● Items in a dataset
________

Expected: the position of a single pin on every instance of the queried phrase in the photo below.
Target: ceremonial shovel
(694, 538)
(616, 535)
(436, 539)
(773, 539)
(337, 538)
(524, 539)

________

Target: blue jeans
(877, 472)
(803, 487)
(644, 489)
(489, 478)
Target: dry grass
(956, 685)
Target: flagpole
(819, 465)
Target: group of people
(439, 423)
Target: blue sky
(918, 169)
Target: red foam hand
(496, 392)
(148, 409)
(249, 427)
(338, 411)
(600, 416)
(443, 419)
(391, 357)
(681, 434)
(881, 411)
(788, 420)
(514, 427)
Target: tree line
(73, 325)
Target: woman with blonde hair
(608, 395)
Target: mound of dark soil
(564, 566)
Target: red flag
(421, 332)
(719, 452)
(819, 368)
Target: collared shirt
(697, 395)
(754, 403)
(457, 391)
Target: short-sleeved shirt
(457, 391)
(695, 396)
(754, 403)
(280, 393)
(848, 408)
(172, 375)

________

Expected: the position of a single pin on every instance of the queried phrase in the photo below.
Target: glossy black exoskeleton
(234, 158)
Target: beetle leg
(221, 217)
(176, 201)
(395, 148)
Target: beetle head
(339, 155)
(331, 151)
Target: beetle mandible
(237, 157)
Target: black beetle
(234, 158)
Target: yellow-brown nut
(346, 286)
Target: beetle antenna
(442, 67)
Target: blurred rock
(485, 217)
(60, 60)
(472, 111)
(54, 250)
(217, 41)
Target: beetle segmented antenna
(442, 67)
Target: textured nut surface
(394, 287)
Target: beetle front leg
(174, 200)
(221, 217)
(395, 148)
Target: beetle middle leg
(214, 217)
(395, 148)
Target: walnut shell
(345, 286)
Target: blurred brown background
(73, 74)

________

● WHAT IS ASKED
Locate each line in the material above that contains the string "blurred" and copy those lines. Matching is case-sensitive.

● CORRECT RESULT
Target: blurred rock
Target: blurred brown background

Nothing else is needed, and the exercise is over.